*Exercise description*
Every line of the entries that holds the word "road" is to be copied.

*Data extracts*

<<<<

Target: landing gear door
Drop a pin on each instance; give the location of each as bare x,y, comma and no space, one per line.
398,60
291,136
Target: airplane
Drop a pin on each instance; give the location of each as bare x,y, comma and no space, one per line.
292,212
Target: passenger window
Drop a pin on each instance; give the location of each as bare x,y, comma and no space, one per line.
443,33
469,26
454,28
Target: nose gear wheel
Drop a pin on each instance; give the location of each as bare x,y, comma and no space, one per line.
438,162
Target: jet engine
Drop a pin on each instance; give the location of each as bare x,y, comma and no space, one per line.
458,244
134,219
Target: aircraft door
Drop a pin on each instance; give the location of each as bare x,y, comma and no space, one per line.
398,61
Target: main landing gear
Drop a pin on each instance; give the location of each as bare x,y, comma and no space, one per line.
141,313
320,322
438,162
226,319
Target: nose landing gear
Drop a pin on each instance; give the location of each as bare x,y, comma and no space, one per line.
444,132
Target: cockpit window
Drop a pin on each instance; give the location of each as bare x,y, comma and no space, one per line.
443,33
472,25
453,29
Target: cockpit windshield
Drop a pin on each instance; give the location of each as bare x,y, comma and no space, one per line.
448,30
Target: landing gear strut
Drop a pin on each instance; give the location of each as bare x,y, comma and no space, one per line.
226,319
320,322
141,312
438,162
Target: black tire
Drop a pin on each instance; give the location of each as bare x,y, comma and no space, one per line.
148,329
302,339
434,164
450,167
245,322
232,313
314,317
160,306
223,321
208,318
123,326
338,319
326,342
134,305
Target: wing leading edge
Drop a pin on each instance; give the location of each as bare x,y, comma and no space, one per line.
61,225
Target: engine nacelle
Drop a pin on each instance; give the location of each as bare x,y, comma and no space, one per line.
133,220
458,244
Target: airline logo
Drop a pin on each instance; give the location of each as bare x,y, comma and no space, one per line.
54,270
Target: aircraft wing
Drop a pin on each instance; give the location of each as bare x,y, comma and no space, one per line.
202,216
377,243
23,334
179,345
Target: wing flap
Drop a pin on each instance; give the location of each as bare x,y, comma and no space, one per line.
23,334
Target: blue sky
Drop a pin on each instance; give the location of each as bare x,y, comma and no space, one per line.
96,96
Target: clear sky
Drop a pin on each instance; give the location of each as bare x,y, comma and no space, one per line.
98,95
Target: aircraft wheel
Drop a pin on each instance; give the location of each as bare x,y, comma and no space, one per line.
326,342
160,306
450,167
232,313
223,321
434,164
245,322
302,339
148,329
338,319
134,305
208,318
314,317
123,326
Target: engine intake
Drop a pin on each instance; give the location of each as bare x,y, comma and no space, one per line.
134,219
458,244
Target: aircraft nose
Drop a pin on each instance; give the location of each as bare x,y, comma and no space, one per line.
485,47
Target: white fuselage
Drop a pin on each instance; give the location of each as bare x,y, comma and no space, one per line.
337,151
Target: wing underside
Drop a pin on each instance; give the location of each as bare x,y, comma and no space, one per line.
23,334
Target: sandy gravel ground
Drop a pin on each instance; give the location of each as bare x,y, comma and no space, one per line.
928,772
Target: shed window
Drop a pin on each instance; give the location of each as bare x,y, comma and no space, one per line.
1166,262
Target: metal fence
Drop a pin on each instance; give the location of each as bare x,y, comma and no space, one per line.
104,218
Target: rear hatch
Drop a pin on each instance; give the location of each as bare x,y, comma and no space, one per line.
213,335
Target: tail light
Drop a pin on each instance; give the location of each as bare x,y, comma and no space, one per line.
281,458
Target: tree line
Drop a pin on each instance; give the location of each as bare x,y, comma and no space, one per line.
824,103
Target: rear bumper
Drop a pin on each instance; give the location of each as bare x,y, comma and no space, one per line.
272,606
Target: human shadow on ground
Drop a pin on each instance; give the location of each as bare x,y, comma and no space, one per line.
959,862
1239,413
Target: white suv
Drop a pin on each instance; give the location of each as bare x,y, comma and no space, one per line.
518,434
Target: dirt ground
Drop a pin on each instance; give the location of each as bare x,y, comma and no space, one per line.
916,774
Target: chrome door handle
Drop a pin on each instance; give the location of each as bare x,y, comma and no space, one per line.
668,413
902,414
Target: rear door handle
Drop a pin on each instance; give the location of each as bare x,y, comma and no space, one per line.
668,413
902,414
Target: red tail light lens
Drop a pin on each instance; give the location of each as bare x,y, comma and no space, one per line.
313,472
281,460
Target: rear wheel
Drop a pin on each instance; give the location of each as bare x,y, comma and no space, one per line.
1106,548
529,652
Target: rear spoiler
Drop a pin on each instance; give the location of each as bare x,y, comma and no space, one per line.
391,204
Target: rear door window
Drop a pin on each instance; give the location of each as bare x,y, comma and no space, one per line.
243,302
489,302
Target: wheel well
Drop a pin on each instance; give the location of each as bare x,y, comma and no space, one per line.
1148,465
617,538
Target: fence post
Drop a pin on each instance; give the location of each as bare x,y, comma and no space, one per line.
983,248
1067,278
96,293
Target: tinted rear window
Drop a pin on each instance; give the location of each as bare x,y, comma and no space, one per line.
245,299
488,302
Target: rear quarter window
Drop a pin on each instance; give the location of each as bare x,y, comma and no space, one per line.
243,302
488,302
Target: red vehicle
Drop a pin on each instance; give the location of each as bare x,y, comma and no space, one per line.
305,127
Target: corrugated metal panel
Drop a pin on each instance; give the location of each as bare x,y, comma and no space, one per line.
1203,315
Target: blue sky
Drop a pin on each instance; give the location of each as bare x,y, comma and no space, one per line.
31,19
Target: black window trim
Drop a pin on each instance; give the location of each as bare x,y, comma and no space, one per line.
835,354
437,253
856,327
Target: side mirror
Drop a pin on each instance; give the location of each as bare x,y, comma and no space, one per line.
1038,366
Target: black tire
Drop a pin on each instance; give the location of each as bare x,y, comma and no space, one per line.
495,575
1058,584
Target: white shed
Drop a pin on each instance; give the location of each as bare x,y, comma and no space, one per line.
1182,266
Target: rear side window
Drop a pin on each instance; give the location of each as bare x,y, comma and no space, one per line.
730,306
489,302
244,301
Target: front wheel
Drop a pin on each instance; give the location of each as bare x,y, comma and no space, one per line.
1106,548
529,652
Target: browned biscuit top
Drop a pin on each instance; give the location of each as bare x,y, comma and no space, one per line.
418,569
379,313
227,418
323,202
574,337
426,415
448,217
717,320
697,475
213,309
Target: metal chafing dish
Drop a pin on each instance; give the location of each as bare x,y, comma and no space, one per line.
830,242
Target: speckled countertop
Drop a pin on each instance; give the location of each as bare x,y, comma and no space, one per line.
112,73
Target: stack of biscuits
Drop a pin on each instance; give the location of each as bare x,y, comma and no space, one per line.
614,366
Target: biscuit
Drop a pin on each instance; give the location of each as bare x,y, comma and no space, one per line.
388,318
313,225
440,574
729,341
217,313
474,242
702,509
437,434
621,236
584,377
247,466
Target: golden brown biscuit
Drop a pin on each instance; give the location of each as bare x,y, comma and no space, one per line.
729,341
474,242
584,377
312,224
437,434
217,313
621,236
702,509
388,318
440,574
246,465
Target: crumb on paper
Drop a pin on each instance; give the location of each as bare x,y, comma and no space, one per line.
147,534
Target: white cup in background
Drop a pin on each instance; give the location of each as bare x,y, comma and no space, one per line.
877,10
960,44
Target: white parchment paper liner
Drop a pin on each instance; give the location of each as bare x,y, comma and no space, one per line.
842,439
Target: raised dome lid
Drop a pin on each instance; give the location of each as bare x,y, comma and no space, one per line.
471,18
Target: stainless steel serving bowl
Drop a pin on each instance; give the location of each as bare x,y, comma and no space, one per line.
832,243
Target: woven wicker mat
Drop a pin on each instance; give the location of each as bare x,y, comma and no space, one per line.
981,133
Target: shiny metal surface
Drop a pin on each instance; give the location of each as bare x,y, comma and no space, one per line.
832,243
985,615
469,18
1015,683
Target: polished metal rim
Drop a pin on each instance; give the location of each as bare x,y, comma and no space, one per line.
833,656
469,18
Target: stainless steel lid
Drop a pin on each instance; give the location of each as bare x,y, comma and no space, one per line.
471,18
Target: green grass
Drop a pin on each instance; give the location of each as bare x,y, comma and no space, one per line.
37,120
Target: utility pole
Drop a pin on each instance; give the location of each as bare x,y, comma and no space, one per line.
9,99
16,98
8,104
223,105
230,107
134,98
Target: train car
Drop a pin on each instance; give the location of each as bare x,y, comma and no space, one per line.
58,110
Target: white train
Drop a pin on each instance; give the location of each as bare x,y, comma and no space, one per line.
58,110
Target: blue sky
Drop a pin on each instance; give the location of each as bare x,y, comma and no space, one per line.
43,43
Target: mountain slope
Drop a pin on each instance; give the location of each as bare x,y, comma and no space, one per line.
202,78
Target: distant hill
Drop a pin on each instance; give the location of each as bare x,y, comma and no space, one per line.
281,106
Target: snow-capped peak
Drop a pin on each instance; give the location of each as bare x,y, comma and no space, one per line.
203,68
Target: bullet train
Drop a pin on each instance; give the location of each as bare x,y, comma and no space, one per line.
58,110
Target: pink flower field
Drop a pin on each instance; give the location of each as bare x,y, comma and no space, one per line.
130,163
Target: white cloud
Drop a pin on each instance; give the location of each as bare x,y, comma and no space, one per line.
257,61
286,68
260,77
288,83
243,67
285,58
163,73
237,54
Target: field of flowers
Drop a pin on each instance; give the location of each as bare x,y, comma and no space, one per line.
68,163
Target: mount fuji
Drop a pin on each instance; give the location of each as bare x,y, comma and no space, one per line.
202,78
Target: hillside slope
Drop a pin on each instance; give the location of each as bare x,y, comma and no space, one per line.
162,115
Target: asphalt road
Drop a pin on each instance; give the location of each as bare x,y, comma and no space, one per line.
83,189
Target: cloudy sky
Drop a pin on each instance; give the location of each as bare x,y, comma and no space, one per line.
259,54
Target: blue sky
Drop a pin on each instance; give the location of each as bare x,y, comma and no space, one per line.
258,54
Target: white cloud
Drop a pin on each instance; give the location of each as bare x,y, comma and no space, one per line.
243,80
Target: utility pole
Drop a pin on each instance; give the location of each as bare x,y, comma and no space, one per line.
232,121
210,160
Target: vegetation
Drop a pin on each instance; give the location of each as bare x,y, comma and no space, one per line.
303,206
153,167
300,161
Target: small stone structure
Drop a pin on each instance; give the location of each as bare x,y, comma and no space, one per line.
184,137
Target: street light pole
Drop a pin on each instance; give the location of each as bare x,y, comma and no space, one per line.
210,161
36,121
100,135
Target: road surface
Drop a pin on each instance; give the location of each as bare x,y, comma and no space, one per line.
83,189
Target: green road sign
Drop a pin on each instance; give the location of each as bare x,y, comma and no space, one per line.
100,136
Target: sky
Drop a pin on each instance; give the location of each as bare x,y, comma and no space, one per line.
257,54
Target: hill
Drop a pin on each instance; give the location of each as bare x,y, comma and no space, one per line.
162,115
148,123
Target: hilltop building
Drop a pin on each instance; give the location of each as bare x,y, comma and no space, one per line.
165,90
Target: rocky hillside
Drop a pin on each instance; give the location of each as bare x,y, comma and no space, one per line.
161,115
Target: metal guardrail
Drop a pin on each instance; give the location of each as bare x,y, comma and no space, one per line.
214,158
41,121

>>>>

*Worked solution*
Target: asphalt road
Target: road surface
Target: green road sign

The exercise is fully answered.